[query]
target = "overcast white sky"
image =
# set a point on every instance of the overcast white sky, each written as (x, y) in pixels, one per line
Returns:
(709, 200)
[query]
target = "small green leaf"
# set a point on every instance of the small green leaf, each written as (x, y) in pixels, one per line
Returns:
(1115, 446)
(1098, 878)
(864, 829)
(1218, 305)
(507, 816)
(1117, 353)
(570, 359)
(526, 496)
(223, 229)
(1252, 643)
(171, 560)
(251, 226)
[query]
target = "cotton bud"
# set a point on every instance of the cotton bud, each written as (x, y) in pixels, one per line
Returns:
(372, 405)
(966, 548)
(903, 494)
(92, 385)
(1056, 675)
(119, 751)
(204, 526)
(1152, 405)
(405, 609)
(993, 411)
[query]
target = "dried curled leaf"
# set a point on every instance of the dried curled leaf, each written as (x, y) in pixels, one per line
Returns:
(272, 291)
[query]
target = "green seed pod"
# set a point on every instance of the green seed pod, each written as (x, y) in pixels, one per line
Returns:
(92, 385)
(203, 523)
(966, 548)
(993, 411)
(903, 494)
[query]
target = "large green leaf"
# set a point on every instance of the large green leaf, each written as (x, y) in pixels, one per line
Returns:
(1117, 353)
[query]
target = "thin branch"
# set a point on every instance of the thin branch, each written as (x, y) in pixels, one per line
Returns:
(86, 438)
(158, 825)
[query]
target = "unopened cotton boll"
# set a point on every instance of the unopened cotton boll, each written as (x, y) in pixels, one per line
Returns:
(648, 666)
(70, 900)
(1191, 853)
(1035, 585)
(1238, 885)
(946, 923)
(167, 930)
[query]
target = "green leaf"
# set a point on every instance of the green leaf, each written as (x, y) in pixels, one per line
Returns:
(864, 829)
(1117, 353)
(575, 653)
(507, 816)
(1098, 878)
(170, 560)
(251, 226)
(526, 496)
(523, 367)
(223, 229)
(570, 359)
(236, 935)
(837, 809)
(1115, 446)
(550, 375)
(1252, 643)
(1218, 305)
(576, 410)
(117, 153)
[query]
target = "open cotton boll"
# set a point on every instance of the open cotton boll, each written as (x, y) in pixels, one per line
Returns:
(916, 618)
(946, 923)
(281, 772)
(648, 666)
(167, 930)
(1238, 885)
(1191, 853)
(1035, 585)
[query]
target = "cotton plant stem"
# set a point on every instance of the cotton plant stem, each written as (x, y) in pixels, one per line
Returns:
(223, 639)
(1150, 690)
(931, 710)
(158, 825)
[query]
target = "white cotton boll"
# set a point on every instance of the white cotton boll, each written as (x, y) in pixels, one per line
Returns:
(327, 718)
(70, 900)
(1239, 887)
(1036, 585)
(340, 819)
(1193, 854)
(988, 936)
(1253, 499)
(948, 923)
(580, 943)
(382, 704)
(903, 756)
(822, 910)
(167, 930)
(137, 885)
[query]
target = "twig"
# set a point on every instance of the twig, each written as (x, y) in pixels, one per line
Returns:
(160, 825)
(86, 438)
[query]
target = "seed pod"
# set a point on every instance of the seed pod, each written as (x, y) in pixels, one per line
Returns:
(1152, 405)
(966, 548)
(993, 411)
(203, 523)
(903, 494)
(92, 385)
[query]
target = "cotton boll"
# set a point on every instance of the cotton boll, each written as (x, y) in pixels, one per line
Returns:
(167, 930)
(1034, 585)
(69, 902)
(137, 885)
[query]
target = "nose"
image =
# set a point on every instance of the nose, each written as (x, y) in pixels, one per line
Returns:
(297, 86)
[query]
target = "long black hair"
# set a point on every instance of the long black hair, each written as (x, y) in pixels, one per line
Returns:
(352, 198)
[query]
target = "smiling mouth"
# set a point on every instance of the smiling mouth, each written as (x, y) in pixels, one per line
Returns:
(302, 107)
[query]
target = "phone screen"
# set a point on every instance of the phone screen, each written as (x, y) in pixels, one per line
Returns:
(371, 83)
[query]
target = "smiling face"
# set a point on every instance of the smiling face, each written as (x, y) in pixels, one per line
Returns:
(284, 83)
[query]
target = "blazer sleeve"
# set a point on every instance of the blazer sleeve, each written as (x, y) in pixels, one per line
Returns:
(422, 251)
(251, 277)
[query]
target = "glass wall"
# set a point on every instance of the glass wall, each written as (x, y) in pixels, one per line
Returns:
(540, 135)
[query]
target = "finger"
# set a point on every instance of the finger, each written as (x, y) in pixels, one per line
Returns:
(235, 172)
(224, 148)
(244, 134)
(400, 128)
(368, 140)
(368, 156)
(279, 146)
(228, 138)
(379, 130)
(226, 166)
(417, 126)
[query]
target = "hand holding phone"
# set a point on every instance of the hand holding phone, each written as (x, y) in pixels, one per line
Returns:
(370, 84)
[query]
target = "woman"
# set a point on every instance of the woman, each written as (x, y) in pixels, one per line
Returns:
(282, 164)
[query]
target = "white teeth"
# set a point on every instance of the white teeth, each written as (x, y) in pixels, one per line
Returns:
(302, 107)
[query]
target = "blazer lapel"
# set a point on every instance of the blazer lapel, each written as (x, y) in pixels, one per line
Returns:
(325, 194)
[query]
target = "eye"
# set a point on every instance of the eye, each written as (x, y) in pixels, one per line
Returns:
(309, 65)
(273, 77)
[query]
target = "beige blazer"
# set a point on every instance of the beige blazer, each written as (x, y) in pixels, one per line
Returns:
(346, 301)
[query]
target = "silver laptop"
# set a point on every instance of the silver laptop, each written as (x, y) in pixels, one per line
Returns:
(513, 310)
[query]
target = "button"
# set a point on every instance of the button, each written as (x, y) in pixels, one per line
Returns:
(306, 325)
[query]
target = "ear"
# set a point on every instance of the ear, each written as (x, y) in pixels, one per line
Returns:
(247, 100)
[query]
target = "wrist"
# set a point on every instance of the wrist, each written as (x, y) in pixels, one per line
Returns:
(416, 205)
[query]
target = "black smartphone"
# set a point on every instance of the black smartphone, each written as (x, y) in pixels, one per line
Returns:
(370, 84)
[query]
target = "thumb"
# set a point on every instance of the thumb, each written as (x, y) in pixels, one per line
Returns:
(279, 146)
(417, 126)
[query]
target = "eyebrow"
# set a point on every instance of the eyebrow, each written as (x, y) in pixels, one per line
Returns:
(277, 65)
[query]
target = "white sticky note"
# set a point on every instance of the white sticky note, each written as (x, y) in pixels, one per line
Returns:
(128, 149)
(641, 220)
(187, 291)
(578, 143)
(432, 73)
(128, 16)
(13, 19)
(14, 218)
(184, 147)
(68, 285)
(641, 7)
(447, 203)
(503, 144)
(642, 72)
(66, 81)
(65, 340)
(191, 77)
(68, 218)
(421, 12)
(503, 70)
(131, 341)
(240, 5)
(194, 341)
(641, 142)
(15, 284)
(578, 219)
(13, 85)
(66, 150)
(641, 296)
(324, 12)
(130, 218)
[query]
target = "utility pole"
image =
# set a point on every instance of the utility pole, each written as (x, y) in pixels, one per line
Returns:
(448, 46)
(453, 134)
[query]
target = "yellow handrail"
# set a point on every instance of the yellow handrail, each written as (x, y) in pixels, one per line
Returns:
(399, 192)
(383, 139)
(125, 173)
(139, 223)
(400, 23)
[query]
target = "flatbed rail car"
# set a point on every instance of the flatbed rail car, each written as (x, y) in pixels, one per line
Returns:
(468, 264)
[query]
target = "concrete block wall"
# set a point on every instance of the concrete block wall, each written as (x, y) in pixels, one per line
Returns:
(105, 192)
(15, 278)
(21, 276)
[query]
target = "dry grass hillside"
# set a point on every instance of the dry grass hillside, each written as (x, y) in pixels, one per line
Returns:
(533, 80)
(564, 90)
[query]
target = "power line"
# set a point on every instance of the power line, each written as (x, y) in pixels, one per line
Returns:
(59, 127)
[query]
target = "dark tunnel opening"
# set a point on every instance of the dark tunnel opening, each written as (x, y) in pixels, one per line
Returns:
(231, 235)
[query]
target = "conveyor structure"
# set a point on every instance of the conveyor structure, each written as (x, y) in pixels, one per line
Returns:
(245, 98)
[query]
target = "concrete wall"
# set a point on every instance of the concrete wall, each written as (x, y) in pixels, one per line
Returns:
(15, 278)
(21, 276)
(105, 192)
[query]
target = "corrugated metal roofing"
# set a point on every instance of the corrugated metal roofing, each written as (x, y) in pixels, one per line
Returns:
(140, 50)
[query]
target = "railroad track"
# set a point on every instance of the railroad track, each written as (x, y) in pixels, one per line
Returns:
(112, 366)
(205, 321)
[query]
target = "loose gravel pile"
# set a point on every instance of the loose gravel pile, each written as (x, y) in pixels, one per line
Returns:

▬▬▬

◆ Given instruction: Find each line in the rows above that contains the word "small", and copy those lines out in full.

◆ Solution to the problem:
target = "small green leaf"
# set a point on every instance of the small green leaf, each written as (x, y) in pixels, one per line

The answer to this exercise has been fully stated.